Work required: Reproduce the lines below without any change, beginning with the line that contains "Q: Identify a point on each instance of the sofa" and continuing through the line that contains "[(234, 212), (261, 233)]".

Material to process:
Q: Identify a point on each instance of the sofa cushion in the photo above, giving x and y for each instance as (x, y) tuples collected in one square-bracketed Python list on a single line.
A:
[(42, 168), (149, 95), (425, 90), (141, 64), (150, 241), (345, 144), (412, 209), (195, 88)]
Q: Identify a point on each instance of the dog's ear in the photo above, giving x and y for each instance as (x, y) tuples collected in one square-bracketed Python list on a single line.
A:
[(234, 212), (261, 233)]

--

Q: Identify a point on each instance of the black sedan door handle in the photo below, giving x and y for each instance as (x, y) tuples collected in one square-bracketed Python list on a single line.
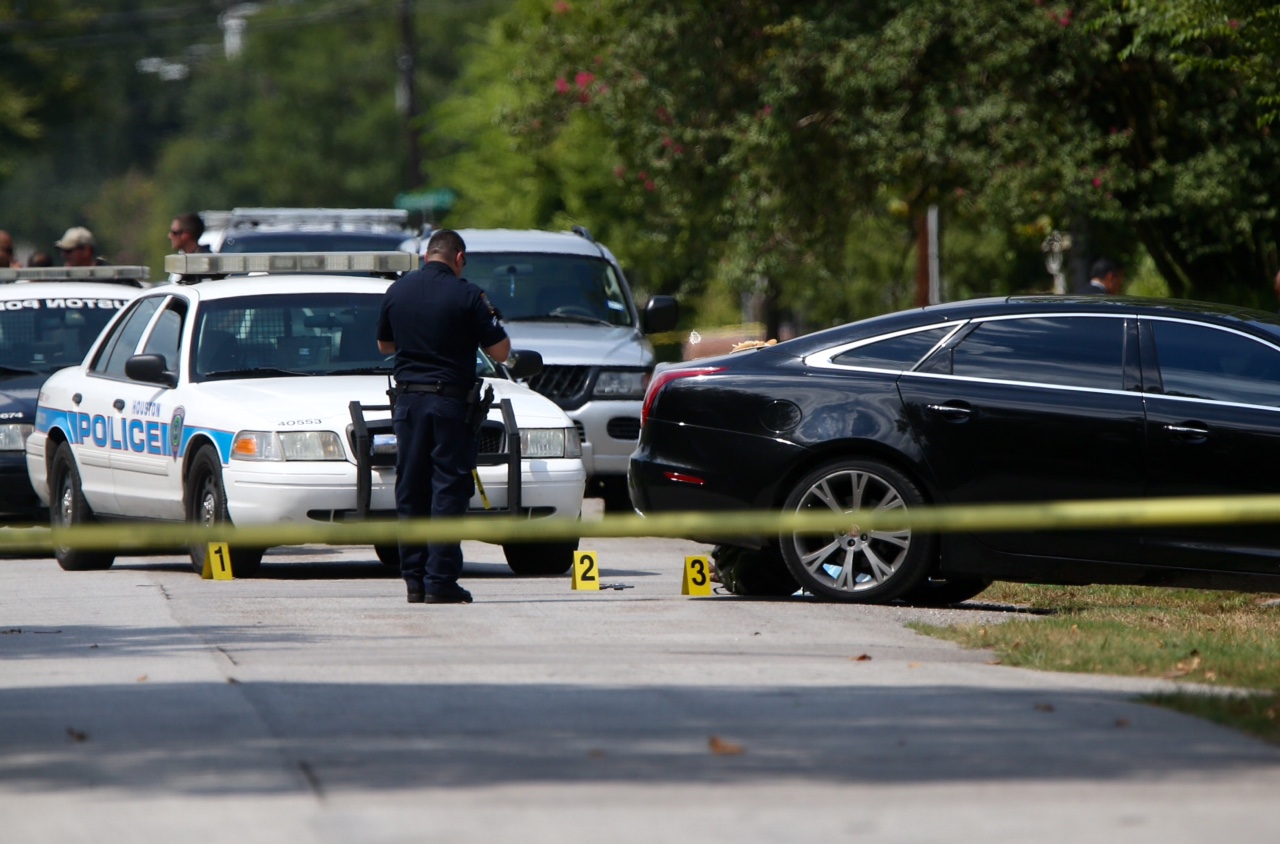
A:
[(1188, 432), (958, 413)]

Response for this exercise:
Q: Identify a point on each instance of the sofa cushion in the photo above, giving x and y for each instance as (x, y) tuples collected in one square-bracketed Python list on a single line.
A:
[(42, 168), (149, 95), (425, 90), (141, 64), (150, 241), (345, 144), (412, 209), (195, 88)]
Q: Identify a point on each instance of the dog's ear in the photo above, giving x and y for each instance as (x, y) tuples collected in one square-bracketed Python list on a single line.
A:
[(234, 212), (261, 233)]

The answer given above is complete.